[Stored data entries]

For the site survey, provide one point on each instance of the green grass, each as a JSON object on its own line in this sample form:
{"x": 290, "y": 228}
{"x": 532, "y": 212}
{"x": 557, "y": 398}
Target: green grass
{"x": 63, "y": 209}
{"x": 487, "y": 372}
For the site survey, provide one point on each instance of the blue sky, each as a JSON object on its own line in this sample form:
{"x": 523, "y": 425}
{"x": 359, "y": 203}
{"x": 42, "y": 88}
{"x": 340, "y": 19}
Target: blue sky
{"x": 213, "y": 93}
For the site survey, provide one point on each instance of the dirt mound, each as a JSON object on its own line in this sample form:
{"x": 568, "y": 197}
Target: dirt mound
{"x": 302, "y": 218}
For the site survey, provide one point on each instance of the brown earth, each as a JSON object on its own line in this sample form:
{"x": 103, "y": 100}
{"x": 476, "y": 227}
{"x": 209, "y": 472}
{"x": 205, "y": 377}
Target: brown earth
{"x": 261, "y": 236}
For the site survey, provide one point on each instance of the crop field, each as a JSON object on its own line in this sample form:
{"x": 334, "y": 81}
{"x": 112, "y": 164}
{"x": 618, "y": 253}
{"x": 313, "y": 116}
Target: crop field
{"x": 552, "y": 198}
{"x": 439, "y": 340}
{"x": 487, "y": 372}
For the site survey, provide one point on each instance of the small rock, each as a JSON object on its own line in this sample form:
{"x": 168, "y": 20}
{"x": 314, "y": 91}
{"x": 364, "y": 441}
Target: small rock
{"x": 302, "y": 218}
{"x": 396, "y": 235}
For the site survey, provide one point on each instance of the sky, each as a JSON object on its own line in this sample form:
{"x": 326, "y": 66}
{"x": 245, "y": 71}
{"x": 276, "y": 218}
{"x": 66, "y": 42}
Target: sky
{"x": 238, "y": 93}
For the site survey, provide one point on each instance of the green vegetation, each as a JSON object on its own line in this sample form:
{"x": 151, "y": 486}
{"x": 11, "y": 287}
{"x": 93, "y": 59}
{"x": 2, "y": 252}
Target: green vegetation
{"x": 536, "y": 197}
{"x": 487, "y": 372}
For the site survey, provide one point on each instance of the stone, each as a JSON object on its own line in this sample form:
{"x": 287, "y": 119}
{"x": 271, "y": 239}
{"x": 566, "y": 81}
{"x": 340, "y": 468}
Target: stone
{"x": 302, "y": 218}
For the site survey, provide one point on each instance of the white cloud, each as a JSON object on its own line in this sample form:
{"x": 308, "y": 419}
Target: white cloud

▸ ASSIGNMENT
Please retype all of the records above exactly as they are.

▸ RESPONSE
For the site survey, provide one point on each instance of the green grass, each as a JSON object on its own line in this sample form:
{"x": 290, "y": 228}
{"x": 532, "y": 212}
{"x": 557, "y": 398}
Target: green grass
{"x": 63, "y": 209}
{"x": 487, "y": 372}
For the site survey, provide one point on each instance of the blue sky, each as a JSON object on its own line in this sample form:
{"x": 523, "y": 425}
{"x": 359, "y": 203}
{"x": 42, "y": 88}
{"x": 340, "y": 19}
Target: blue sky
{"x": 213, "y": 93}
For the site survey, provide one point on each instance of the dirt mound, each as a JSON object on its own line in this sample form:
{"x": 568, "y": 197}
Target: dirt mound
{"x": 302, "y": 218}
For the site survey, provide one point on each instance of the brown earth, each as a JSON object on its own line in this sample form:
{"x": 103, "y": 100}
{"x": 476, "y": 227}
{"x": 209, "y": 472}
{"x": 205, "y": 377}
Target: brown earth
{"x": 261, "y": 236}
For the site survey, provide one point on each instance of the crop field, each as a JSON object on its own line in this sample form:
{"x": 334, "y": 81}
{"x": 112, "y": 164}
{"x": 618, "y": 253}
{"x": 313, "y": 116}
Target: crop field
{"x": 552, "y": 198}
{"x": 439, "y": 340}
{"x": 487, "y": 372}
For the site survey, provide one point on each instance of the small rock, each as a JSON object on its own line in this sample form:
{"x": 168, "y": 20}
{"x": 314, "y": 91}
{"x": 364, "y": 441}
Target: small rock
{"x": 302, "y": 218}
{"x": 396, "y": 235}
For the site survey, provide one point on each instance of the sky, each as a JSON object on its own line in this sample form:
{"x": 326, "y": 66}
{"x": 245, "y": 71}
{"x": 276, "y": 218}
{"x": 66, "y": 42}
Target: sky
{"x": 238, "y": 93}
For the site survey, provide one point on each instance of the green vegetation, each as a JSON object on its own line in this sample form:
{"x": 151, "y": 486}
{"x": 11, "y": 287}
{"x": 93, "y": 59}
{"x": 2, "y": 252}
Target: green vegetation
{"x": 536, "y": 197}
{"x": 487, "y": 372}
For the site survey, provide one point on each instance of the stone, each as a JSON object on its own line in this sample form:
{"x": 287, "y": 119}
{"x": 271, "y": 239}
{"x": 566, "y": 81}
{"x": 340, "y": 468}
Target: stone
{"x": 302, "y": 218}
For the site survey, provide one point on each instance of the white cloud, each as a JSON object on its own line in this sample form:
{"x": 308, "y": 419}
Target: white cloud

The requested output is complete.